### Brief:
From the records below, collect every line that contains the string "cloud".

### Records to process:
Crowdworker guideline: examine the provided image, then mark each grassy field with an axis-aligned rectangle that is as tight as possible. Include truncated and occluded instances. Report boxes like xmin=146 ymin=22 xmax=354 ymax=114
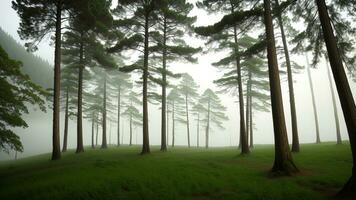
xmin=0 ymin=143 xmax=352 ymax=200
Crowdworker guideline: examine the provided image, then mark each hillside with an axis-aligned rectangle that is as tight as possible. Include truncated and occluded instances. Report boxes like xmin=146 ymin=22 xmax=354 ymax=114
xmin=0 ymin=28 xmax=53 ymax=88
xmin=0 ymin=143 xmax=352 ymax=200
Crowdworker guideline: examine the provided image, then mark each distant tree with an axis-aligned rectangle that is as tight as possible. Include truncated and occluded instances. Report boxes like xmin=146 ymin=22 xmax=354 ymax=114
xmin=151 ymin=0 xmax=199 ymax=151
xmin=178 ymin=73 xmax=199 ymax=147
xmin=0 ymin=46 xmax=47 ymax=153
xmin=192 ymin=102 xmax=205 ymax=147
xmin=122 ymin=91 xmax=142 ymax=146
xmin=167 ymin=87 xmax=186 ymax=147
xmin=199 ymin=89 xmax=229 ymax=148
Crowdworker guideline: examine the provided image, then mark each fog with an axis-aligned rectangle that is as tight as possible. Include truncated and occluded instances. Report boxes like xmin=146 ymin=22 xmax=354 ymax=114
xmin=0 ymin=0 xmax=356 ymax=160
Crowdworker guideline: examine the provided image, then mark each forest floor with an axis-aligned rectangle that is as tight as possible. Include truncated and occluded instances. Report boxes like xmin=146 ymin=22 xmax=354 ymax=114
xmin=0 ymin=143 xmax=352 ymax=200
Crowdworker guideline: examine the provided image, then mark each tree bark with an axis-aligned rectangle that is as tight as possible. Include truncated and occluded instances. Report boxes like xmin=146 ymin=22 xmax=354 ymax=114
xmin=305 ymin=53 xmax=320 ymax=144
xmin=325 ymin=57 xmax=342 ymax=144
xmin=52 ymin=0 xmax=62 ymax=160
xmin=316 ymin=0 xmax=356 ymax=199
xmin=62 ymin=86 xmax=69 ymax=152
xmin=117 ymin=85 xmax=121 ymax=146
xmin=141 ymin=11 xmax=150 ymax=154
xmin=101 ymin=72 xmax=108 ymax=149
xmin=185 ymin=94 xmax=190 ymax=148
xmin=205 ymin=99 xmax=210 ymax=148
xmin=264 ymin=0 xmax=298 ymax=175
xmin=275 ymin=0 xmax=300 ymax=153
xmin=232 ymin=7 xmax=250 ymax=154
xmin=197 ymin=113 xmax=200 ymax=148
xmin=75 ymin=37 xmax=84 ymax=153
xmin=161 ymin=16 xmax=167 ymax=151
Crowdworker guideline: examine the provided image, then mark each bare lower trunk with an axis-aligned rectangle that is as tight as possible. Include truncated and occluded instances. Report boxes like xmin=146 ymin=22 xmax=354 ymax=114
xmin=325 ymin=57 xmax=342 ymax=144
xmin=264 ymin=0 xmax=298 ymax=175
xmin=316 ymin=0 xmax=356 ymax=199
xmin=141 ymin=11 xmax=150 ymax=154
xmin=275 ymin=0 xmax=300 ymax=152
xmin=52 ymin=0 xmax=62 ymax=160
xmin=76 ymin=38 xmax=84 ymax=153
xmin=185 ymin=94 xmax=190 ymax=148
xmin=101 ymin=72 xmax=108 ymax=149
xmin=62 ymin=86 xmax=69 ymax=152
xmin=305 ymin=54 xmax=320 ymax=144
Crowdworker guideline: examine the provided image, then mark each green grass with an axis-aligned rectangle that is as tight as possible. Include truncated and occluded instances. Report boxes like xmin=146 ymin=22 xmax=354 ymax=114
xmin=0 ymin=143 xmax=352 ymax=200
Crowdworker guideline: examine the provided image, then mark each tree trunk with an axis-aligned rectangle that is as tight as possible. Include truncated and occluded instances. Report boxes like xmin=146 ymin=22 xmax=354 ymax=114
xmin=264 ymin=0 xmax=298 ymax=175
xmin=101 ymin=72 xmax=108 ymax=149
xmin=95 ymin=119 xmax=99 ymax=146
xmin=305 ymin=53 xmax=320 ymax=144
xmin=205 ymin=99 xmax=210 ymax=148
xmin=161 ymin=16 xmax=167 ymax=151
xmin=250 ymin=96 xmax=253 ymax=148
xmin=172 ymin=101 xmax=175 ymax=147
xmin=76 ymin=37 xmax=84 ymax=153
xmin=141 ymin=11 xmax=150 ymax=154
xmin=52 ymin=0 xmax=62 ymax=160
xmin=316 ymin=0 xmax=356 ymax=199
xmin=62 ymin=86 xmax=69 ymax=152
xmin=117 ymin=85 xmax=121 ymax=146
xmin=197 ymin=113 xmax=200 ymax=148
xmin=246 ymin=76 xmax=251 ymax=145
xmin=275 ymin=0 xmax=300 ymax=152
xmin=325 ymin=57 xmax=342 ymax=144
xmin=234 ymin=17 xmax=250 ymax=154
xmin=91 ymin=116 xmax=95 ymax=149
xmin=185 ymin=94 xmax=190 ymax=148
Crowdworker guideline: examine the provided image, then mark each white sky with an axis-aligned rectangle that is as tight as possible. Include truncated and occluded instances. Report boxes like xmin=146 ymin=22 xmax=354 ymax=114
xmin=0 ymin=0 xmax=356 ymax=160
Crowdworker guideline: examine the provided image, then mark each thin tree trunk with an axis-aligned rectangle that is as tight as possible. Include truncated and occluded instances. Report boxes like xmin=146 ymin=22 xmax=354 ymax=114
xmin=101 ymin=72 xmax=108 ymax=149
xmin=172 ymin=101 xmax=175 ymax=147
xmin=52 ymin=0 xmax=62 ymax=160
xmin=76 ymin=37 xmax=84 ymax=153
xmin=246 ymin=76 xmax=251 ymax=145
xmin=325 ymin=57 xmax=342 ymax=144
xmin=185 ymin=94 xmax=190 ymax=148
xmin=91 ymin=117 xmax=95 ymax=149
xmin=197 ymin=113 xmax=200 ymax=148
xmin=231 ymin=6 xmax=250 ymax=154
xmin=161 ymin=16 xmax=167 ymax=151
xmin=141 ymin=11 xmax=150 ymax=154
xmin=117 ymin=85 xmax=121 ymax=146
xmin=205 ymin=99 xmax=210 ymax=148
xmin=95 ymin=118 xmax=99 ymax=146
xmin=305 ymin=53 xmax=320 ymax=144
xmin=62 ymin=86 xmax=69 ymax=152
xmin=264 ymin=0 xmax=298 ymax=174
xmin=316 ymin=0 xmax=356 ymax=199
xmin=275 ymin=0 xmax=300 ymax=152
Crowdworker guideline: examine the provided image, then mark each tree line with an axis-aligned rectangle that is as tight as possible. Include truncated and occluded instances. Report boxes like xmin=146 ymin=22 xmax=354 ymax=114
xmin=0 ymin=0 xmax=356 ymax=197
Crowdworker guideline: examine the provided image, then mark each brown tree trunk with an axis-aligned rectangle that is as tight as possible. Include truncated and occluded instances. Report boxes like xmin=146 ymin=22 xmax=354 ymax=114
xmin=316 ymin=0 xmax=356 ymax=199
xmin=275 ymin=0 xmax=300 ymax=152
xmin=76 ymin=38 xmax=84 ymax=153
xmin=101 ymin=72 xmax=108 ymax=149
xmin=197 ymin=113 xmax=200 ymax=148
xmin=264 ymin=0 xmax=298 ymax=175
xmin=161 ymin=17 xmax=167 ymax=151
xmin=91 ymin=116 xmax=95 ymax=149
xmin=325 ymin=57 xmax=342 ymax=144
xmin=185 ymin=94 xmax=190 ymax=148
xmin=305 ymin=53 xmax=320 ymax=144
xmin=205 ymin=99 xmax=210 ymax=148
xmin=117 ymin=85 xmax=121 ymax=146
xmin=141 ymin=11 xmax=150 ymax=154
xmin=52 ymin=0 xmax=62 ymax=160
xmin=62 ymin=86 xmax=69 ymax=152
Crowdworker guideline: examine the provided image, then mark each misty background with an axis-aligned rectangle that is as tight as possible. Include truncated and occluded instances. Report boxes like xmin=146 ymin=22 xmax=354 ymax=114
xmin=0 ymin=0 xmax=356 ymax=160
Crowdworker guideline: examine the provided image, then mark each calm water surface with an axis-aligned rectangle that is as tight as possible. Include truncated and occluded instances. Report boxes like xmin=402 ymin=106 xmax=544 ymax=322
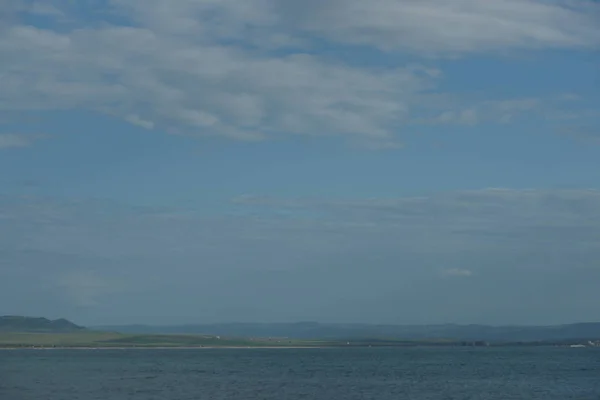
xmin=0 ymin=348 xmax=600 ymax=400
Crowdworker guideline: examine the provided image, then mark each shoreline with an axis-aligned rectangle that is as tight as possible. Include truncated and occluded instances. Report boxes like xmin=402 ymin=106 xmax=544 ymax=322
xmin=0 ymin=346 xmax=330 ymax=350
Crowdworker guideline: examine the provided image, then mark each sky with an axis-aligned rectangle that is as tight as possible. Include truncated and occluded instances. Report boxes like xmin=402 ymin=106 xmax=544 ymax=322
xmin=0 ymin=0 xmax=600 ymax=325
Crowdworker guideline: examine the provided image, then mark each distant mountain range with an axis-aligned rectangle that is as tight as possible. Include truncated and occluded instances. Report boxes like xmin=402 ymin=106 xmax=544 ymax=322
xmin=0 ymin=315 xmax=86 ymax=333
xmin=93 ymin=322 xmax=600 ymax=342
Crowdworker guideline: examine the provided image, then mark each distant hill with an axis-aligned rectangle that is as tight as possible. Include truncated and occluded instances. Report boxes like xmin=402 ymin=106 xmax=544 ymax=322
xmin=0 ymin=315 xmax=86 ymax=333
xmin=95 ymin=322 xmax=600 ymax=342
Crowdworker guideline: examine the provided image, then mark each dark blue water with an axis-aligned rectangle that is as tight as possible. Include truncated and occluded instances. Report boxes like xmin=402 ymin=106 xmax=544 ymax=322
xmin=0 ymin=348 xmax=600 ymax=400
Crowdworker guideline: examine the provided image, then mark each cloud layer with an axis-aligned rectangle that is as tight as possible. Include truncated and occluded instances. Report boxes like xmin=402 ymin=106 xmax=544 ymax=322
xmin=0 ymin=0 xmax=600 ymax=148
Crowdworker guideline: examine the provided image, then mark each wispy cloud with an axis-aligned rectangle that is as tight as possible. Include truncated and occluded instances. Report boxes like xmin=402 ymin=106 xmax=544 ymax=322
xmin=0 ymin=133 xmax=45 ymax=150
xmin=0 ymin=189 xmax=600 ymax=323
xmin=0 ymin=0 xmax=600 ymax=149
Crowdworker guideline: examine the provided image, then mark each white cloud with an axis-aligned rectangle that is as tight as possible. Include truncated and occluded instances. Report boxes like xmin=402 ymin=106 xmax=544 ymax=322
xmin=277 ymin=0 xmax=600 ymax=54
xmin=0 ymin=189 xmax=600 ymax=323
xmin=0 ymin=0 xmax=600 ymax=148
xmin=125 ymin=114 xmax=154 ymax=129
xmin=0 ymin=133 xmax=44 ymax=150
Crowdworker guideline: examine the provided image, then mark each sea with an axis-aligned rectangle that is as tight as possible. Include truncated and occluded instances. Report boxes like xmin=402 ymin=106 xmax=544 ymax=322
xmin=0 ymin=347 xmax=600 ymax=400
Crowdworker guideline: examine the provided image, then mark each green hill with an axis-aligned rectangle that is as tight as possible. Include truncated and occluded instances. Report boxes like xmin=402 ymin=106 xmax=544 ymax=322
xmin=0 ymin=315 xmax=86 ymax=333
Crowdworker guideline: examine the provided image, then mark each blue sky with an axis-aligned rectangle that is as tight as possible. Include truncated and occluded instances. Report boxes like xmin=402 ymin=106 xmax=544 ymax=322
xmin=0 ymin=0 xmax=600 ymax=324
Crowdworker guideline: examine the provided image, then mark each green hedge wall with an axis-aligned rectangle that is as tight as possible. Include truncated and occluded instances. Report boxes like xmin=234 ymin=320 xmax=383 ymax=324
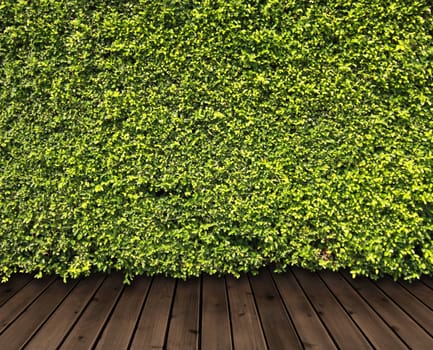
xmin=0 ymin=0 xmax=433 ymax=281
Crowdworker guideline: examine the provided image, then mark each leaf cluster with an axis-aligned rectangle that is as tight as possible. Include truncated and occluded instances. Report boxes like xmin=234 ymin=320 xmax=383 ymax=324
xmin=0 ymin=0 xmax=433 ymax=280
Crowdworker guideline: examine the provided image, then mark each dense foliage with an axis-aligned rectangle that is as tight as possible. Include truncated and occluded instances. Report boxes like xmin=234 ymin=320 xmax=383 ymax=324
xmin=0 ymin=0 xmax=433 ymax=280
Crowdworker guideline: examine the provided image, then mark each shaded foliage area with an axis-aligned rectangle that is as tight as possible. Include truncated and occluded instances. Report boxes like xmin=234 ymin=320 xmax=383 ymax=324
xmin=0 ymin=0 xmax=433 ymax=280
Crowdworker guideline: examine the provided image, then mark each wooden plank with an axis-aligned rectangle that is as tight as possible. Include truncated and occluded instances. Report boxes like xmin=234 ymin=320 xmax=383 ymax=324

### Result:
Crowdworker guideline: examine the provided image, then mark each cloud layer with an axis-aligned rectangle that is as tight as possible. Include truncated and occluded instances. Report boxes like xmin=402 ymin=106 xmax=544 ymax=322
Crowdworker guideline: examine the provided image, then mark each wispy cloud with an axis-aligned rectangle that is as tight as possible. Include truncated and occluded instances. Report boxes like xmin=402 ymin=106 xmax=544 ymax=322
Crowdworker guideline: examine the provided image, then mark each white cloud with an axis-aligned rectangle that is as tight as possible. Include truncated and occluded instances. Report boxes like xmin=402 ymin=106 xmax=544 ymax=322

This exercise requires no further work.